TASK TO COMPLETE: The required answer is a copy of each line in the entries below that includes "child".

MATERIAL PROVIDED:
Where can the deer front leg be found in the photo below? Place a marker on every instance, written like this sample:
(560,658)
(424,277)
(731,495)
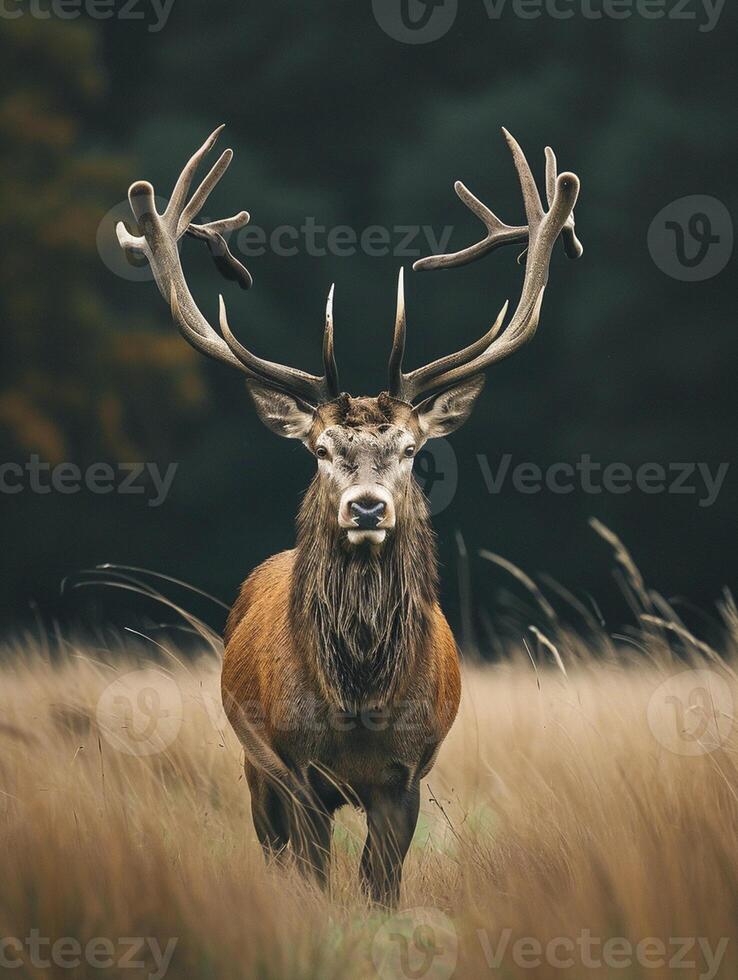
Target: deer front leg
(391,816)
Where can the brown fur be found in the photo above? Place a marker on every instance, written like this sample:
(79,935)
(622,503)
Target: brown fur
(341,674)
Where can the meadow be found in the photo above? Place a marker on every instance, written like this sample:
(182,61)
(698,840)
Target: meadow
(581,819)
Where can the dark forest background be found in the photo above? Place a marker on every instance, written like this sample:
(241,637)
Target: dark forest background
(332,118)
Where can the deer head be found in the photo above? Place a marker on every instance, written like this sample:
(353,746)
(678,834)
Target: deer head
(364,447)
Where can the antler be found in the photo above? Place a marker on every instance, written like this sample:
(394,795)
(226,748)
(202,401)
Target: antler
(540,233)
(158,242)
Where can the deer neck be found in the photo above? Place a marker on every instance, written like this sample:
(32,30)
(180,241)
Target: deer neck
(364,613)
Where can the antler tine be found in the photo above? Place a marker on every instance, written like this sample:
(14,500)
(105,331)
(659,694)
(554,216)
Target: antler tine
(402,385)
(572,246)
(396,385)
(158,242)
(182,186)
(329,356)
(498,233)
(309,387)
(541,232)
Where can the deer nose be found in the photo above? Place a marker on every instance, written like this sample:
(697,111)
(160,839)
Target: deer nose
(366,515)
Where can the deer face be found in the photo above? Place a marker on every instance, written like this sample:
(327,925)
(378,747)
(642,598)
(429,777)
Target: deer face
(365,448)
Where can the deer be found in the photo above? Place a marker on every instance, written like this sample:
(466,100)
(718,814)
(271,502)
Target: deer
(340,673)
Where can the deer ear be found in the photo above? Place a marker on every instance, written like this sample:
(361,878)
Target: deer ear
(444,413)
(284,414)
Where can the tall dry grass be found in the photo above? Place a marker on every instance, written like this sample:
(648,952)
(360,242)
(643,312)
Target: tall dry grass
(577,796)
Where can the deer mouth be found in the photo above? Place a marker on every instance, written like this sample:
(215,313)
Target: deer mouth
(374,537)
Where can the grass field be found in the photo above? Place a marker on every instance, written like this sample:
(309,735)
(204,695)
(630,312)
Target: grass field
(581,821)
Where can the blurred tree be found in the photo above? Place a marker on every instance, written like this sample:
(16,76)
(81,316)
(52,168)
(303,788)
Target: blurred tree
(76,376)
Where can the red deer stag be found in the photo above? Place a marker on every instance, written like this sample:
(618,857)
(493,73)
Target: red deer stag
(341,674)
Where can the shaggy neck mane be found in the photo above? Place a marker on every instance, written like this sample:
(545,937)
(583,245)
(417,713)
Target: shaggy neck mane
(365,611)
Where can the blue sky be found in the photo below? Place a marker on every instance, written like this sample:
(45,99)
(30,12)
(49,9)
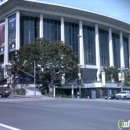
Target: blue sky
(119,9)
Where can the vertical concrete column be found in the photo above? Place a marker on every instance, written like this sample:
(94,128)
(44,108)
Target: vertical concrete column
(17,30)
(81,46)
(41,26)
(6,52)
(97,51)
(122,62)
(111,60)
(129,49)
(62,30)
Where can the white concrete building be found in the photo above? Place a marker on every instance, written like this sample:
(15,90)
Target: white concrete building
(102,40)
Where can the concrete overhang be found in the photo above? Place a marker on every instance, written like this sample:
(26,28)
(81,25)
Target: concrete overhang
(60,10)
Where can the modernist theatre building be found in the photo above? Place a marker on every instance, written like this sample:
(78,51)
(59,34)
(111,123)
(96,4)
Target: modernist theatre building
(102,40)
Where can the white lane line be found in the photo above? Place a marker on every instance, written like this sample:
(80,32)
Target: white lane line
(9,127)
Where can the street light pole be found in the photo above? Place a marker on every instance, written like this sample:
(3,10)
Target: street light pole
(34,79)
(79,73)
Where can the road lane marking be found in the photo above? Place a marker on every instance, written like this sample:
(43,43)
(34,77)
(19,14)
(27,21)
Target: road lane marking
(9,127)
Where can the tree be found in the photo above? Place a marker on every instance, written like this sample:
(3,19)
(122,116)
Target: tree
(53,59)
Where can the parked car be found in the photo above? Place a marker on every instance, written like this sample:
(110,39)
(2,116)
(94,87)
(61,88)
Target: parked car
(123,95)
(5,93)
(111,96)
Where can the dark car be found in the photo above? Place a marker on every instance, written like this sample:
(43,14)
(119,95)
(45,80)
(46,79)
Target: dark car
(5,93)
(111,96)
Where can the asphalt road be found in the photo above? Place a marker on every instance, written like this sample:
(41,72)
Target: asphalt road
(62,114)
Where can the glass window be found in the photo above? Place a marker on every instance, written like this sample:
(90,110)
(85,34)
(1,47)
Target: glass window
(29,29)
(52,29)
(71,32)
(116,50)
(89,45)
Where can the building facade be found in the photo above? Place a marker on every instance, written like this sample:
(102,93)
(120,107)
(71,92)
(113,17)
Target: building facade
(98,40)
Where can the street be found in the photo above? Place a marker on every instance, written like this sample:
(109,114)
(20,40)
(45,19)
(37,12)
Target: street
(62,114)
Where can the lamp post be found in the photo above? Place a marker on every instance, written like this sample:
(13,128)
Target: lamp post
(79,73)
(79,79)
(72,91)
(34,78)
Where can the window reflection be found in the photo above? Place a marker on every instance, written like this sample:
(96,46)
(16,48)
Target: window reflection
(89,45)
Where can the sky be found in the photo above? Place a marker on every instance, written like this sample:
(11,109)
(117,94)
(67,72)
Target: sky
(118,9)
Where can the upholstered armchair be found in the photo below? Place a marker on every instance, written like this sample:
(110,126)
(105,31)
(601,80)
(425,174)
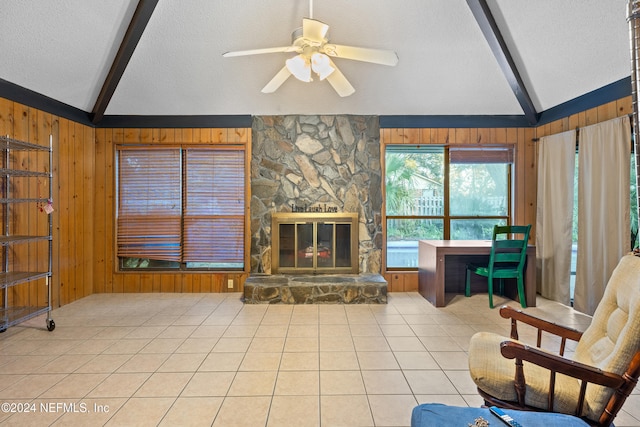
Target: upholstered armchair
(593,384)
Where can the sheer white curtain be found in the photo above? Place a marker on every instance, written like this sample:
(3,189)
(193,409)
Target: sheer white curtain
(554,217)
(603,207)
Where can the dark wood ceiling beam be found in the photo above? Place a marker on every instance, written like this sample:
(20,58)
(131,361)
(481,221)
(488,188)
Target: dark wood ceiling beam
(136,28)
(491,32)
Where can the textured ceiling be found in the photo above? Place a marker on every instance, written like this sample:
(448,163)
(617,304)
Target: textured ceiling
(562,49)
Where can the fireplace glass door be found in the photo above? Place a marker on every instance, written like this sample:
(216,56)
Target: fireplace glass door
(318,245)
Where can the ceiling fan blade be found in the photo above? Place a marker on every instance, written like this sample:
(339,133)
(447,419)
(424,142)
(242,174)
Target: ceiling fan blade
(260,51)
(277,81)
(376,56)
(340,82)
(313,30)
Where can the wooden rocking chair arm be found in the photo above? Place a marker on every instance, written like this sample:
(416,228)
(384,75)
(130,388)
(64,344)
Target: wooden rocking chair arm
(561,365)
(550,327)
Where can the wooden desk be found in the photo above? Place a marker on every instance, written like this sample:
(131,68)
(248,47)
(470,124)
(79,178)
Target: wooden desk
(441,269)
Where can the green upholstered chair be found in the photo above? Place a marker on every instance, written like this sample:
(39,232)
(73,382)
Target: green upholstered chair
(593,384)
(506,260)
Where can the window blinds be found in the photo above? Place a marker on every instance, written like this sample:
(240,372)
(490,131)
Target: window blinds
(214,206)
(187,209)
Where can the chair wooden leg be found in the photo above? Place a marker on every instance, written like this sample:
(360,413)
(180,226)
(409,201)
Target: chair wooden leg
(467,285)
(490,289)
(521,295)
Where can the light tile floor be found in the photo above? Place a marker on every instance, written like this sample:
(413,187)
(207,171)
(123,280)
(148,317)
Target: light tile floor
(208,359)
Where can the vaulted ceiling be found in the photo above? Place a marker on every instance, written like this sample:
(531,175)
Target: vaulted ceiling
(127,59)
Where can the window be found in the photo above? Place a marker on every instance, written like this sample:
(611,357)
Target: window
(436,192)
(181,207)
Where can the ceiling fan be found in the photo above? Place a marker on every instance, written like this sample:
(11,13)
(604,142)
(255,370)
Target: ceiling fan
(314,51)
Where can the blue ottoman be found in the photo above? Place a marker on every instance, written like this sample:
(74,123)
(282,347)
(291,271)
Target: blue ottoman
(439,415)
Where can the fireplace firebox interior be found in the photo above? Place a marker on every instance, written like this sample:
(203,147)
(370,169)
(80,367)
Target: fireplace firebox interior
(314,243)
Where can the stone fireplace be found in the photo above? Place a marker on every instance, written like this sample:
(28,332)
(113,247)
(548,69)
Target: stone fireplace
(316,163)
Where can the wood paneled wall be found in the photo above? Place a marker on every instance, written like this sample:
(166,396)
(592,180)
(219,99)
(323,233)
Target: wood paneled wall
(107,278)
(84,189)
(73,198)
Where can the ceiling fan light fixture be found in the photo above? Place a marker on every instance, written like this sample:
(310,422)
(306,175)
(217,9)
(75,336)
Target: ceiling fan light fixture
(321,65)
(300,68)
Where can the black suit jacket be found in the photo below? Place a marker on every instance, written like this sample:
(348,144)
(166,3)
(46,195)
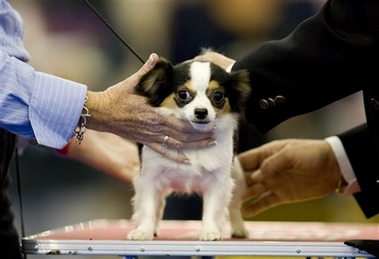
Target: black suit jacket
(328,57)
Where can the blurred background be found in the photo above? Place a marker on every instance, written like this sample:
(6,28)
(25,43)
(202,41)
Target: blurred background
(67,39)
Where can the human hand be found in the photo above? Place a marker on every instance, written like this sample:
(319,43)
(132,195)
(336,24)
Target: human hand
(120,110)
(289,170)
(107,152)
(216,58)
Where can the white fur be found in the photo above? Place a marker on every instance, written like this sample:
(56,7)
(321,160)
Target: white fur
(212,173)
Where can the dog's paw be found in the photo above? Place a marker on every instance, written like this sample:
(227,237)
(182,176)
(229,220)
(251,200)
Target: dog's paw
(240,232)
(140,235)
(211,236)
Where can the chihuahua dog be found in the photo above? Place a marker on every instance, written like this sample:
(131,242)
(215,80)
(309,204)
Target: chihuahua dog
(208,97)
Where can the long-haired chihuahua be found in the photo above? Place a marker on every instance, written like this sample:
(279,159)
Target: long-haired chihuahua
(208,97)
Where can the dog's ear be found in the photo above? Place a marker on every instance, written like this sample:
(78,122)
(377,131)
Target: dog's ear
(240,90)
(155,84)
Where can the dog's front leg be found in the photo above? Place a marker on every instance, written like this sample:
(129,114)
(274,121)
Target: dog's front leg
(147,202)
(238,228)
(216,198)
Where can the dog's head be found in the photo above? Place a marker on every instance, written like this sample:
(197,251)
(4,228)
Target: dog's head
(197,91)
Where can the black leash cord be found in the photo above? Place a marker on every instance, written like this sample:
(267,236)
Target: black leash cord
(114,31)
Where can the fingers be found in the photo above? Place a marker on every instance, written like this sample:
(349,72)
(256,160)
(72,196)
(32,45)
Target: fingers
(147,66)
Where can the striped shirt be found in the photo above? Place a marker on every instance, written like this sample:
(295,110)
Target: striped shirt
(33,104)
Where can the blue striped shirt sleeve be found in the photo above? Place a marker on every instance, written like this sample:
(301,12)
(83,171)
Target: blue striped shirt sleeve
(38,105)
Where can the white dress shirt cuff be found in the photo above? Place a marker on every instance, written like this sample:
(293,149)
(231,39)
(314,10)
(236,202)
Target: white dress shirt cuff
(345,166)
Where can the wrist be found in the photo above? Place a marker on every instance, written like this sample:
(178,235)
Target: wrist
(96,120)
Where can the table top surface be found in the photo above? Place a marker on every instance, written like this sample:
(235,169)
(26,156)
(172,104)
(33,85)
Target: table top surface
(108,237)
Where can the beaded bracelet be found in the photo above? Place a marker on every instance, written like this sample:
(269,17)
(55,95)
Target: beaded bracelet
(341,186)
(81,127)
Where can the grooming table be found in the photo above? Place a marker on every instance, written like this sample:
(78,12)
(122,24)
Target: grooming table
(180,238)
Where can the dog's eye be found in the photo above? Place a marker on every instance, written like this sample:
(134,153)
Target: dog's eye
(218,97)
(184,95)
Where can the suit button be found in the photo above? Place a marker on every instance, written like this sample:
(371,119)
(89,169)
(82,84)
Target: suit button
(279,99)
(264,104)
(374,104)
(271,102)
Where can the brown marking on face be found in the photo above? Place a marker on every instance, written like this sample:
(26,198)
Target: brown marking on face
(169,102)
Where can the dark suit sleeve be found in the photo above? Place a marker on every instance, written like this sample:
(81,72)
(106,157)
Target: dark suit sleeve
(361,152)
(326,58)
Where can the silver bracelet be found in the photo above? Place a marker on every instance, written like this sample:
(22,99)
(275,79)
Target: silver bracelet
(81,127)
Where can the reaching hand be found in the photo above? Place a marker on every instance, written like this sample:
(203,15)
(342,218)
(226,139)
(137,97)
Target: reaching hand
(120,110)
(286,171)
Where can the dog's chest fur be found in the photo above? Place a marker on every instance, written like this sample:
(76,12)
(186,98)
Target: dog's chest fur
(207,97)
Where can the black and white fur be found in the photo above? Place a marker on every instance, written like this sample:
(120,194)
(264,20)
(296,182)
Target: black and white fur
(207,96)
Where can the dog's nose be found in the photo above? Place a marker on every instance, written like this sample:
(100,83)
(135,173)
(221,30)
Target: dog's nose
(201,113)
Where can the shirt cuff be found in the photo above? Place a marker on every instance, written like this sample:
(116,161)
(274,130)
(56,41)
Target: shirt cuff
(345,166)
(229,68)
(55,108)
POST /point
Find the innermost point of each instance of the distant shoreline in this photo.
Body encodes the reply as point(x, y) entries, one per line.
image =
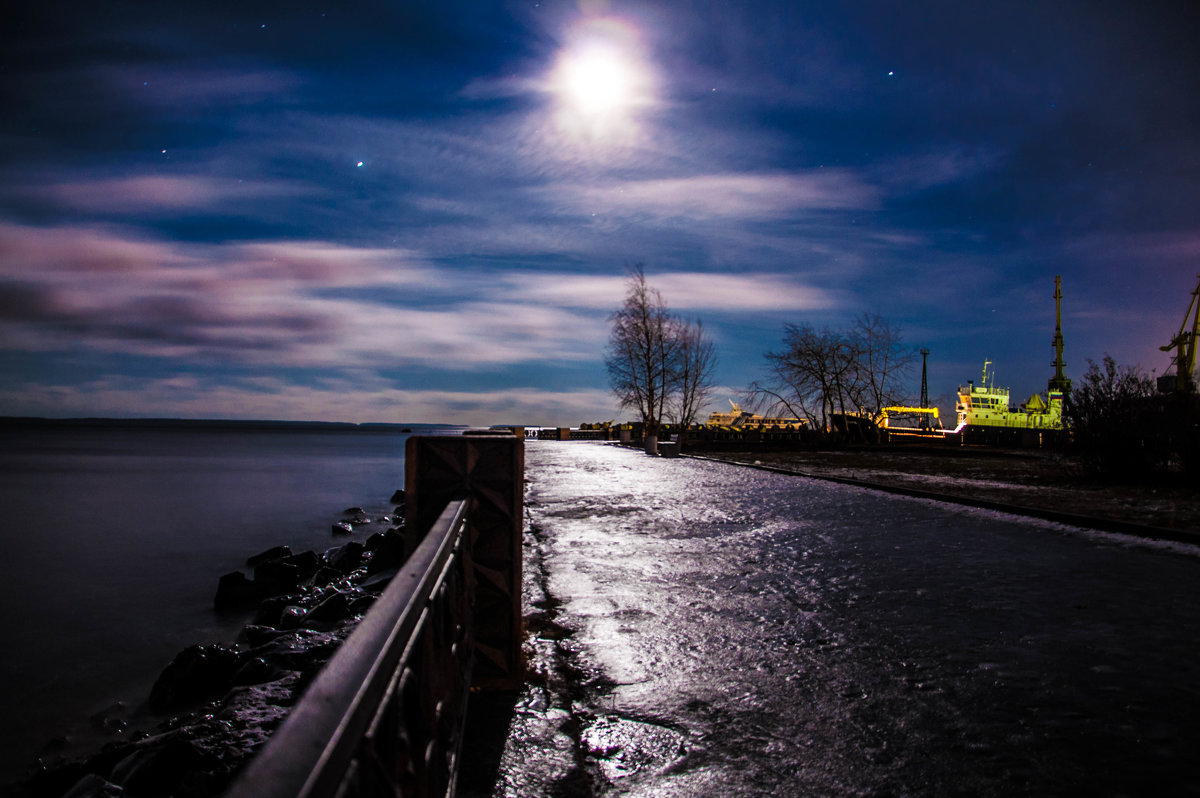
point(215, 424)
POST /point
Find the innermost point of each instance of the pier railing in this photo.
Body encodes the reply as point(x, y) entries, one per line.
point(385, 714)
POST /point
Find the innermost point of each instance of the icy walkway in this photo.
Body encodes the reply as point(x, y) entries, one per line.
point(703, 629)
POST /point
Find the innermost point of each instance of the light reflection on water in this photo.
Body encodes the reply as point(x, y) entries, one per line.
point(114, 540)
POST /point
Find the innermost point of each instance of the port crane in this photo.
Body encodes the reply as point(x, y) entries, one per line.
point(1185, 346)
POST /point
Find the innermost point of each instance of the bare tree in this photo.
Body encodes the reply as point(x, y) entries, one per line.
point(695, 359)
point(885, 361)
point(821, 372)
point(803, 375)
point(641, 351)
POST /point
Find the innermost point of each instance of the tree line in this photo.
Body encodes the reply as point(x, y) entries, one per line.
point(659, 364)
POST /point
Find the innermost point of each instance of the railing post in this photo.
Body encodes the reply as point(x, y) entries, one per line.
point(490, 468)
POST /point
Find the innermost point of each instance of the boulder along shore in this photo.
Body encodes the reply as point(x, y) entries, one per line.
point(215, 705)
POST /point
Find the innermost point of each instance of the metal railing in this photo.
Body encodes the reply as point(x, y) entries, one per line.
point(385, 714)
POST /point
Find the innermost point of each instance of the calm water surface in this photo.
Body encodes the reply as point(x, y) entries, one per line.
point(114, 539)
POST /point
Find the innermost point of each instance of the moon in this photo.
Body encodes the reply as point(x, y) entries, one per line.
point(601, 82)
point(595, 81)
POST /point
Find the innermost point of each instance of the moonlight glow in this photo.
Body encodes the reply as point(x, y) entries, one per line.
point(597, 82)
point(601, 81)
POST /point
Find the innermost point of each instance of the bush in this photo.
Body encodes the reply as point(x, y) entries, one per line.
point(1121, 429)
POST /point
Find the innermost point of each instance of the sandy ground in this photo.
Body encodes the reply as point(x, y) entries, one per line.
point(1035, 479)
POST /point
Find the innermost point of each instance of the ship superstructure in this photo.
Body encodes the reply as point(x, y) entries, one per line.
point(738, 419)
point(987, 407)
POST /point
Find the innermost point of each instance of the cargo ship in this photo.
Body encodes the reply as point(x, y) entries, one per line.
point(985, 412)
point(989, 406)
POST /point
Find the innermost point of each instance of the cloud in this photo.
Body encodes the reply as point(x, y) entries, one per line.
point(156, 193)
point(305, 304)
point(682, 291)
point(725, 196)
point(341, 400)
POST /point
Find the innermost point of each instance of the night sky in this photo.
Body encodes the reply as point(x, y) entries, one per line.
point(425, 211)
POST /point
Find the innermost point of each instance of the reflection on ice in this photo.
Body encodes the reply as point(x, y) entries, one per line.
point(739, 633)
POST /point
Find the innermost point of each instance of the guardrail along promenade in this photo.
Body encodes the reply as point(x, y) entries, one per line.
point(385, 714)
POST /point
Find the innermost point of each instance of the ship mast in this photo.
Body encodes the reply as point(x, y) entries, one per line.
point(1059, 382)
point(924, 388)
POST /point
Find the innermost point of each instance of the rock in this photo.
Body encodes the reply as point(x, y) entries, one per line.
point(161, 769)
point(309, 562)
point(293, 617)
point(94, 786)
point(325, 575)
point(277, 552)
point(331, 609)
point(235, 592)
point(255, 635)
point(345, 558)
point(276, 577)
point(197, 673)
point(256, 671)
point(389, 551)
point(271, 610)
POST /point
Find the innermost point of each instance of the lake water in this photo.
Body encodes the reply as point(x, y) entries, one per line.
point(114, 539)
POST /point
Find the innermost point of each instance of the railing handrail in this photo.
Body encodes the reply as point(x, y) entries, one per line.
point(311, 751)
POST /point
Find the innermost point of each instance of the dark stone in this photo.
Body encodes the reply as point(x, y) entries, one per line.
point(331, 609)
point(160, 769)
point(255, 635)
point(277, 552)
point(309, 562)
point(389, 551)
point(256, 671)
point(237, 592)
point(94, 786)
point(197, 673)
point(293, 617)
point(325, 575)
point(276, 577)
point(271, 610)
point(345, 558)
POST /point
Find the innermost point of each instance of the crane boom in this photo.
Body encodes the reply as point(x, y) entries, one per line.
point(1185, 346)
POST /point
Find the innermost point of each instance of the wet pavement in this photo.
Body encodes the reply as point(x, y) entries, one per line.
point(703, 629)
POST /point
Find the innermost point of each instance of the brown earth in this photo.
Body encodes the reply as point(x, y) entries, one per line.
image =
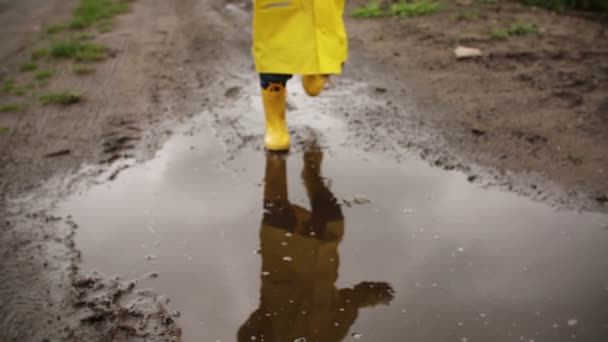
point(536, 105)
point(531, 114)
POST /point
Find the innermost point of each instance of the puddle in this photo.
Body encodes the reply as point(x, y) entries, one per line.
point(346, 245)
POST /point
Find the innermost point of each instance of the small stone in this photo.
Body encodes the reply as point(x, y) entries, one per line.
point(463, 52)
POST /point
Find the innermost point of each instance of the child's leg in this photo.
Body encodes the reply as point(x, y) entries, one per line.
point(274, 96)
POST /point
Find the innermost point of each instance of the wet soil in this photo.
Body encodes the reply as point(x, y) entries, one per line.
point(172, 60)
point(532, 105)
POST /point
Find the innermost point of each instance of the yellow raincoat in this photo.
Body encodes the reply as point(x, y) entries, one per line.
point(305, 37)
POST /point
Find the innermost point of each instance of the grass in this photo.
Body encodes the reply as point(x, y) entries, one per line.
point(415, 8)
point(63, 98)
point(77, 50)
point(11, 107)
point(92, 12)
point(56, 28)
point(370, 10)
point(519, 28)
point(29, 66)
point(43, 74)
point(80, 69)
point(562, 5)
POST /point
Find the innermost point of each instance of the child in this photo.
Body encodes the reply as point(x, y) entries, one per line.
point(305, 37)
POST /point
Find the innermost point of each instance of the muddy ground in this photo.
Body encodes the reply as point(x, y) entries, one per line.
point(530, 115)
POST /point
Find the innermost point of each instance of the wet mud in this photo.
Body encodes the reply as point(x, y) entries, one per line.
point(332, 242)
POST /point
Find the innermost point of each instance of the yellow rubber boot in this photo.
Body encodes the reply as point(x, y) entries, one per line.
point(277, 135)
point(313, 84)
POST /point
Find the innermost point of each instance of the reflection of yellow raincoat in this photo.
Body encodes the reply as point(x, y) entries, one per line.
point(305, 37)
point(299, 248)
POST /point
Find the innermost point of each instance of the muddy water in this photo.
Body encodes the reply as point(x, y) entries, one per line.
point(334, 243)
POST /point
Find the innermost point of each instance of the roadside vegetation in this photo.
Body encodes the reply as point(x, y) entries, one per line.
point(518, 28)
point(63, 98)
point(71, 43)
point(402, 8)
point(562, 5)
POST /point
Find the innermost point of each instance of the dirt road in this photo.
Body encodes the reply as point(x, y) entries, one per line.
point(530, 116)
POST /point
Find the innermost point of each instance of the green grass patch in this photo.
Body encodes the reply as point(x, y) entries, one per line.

SOLUTION TO THE EXERCISE:
Find the innermost point of each instance of the child's leg in this photo.
Find the innermost point of each instance of the child in this photo.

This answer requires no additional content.